_Input_:
[Start of Attachment]
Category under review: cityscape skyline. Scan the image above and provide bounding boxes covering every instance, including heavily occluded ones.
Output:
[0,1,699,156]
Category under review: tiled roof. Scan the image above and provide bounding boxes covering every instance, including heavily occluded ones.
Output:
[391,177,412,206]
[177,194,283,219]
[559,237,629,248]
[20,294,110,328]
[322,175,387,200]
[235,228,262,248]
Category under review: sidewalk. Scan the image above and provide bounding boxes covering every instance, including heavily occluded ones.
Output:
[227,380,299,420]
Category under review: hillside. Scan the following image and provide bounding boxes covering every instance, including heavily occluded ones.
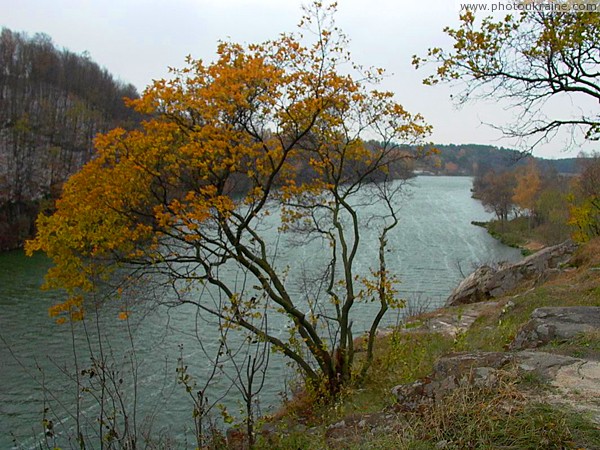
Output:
[410,143,582,176]
[0,28,140,250]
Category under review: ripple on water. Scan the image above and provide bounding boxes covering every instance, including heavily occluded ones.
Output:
[0,177,522,448]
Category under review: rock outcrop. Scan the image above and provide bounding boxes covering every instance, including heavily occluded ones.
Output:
[510,306,600,350]
[515,350,581,377]
[391,349,600,417]
[391,352,513,410]
[391,305,600,423]
[446,241,577,306]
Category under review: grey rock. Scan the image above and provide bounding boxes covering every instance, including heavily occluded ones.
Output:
[446,241,577,306]
[433,352,513,379]
[472,367,499,388]
[511,306,600,350]
[446,265,497,306]
[515,350,581,379]
[328,420,346,430]
[392,380,430,411]
[392,352,512,408]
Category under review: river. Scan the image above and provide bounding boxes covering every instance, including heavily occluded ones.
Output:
[0,176,522,448]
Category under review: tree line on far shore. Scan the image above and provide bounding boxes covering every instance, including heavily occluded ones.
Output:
[472,154,600,245]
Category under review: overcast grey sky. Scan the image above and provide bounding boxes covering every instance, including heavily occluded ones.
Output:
[1,0,596,158]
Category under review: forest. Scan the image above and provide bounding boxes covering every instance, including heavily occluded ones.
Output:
[472,153,600,246]
[411,143,583,176]
[0,28,140,250]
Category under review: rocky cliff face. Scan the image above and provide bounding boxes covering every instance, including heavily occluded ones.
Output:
[0,28,139,250]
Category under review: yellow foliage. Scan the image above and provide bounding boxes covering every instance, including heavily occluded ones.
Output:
[567,157,600,243]
[26,3,429,334]
[48,295,84,324]
[568,199,600,243]
[416,9,600,144]
[512,160,541,213]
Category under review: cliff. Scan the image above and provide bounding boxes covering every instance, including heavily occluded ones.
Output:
[0,28,139,250]
[445,240,578,306]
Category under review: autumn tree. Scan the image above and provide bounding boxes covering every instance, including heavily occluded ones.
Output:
[413,9,600,150]
[27,3,430,396]
[536,184,571,243]
[512,159,541,227]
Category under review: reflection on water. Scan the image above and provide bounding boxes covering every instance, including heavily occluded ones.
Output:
[0,177,521,448]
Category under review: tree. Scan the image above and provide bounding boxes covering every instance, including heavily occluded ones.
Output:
[512,159,541,226]
[0,27,139,251]
[477,170,516,223]
[568,152,600,241]
[413,9,600,150]
[536,185,570,243]
[27,3,430,397]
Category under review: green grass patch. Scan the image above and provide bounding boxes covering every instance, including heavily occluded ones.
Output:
[261,331,454,448]
[483,215,572,250]
[403,399,600,449]
[486,217,530,249]
[547,330,600,360]
[269,374,600,449]
[322,332,454,423]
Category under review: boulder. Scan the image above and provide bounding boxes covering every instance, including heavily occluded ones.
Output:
[433,352,513,379]
[514,350,580,379]
[446,241,577,306]
[510,306,600,350]
[391,352,513,409]
[444,266,496,306]
[392,379,432,411]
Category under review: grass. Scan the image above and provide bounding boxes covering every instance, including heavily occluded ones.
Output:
[378,381,600,450]
[267,377,600,450]
[254,239,600,449]
[486,216,530,249]
[483,216,572,252]
[272,331,455,429]
[547,330,600,360]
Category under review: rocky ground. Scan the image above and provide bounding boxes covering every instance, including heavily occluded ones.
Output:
[249,240,600,449]
[322,303,600,448]
[324,242,599,448]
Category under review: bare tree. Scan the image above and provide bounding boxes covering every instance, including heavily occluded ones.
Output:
[414,10,600,151]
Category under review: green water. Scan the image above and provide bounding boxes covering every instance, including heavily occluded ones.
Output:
[0,177,522,448]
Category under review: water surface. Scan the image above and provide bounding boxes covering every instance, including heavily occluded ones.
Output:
[0,176,521,448]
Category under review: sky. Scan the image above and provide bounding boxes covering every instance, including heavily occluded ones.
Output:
[1,0,596,159]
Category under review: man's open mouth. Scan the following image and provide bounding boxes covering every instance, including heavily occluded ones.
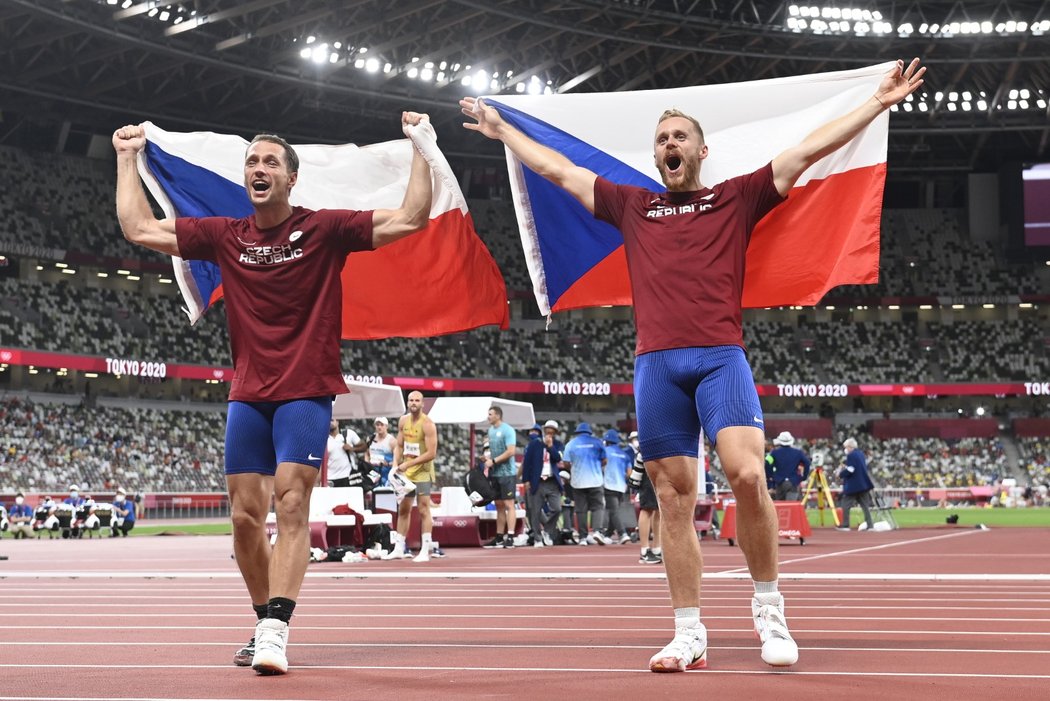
[End of Attachment]
_Activity_:
Exactly as written, repeat the lines of the material above from the first through the line holding "Category under review: rock outcrop.", with both ends in the copy and no pictures.

_Answer box_:
Category under review: cityscape skyline. Scan the image above and provide bounding boxes covering every instance, including heavily occluded ones.
Output:
[0,1,699,156]
Category under review: tiled roof. Scan the image above and provide bounding boxes covering every instance, including heavily occluded ones.
Output:
[391,177,412,206]
[177,194,283,219]
[559,237,629,248]
[20,294,110,328]
[322,175,387,200]
[235,228,262,248]
Category under review: sidewalk. Scan the image above and provide bounding boxes covering every instance, including heavily occluded ones.
Output:
[227,380,299,420]
Category under review: hillside. Scan the following image and provide bounding boxes covering every instance, including heavily occluded ones.
Output:
[410,143,582,176]
[0,28,140,250]
Category under review: ripple on water. Scan the image above and provide bounding boxes covering every instance, including heavily occluded ones.
Output:
[0,177,522,448]
Category under review: rock outcrop. Scan the image above and provide bounding boxes covering every instance, including heavily occluded ones.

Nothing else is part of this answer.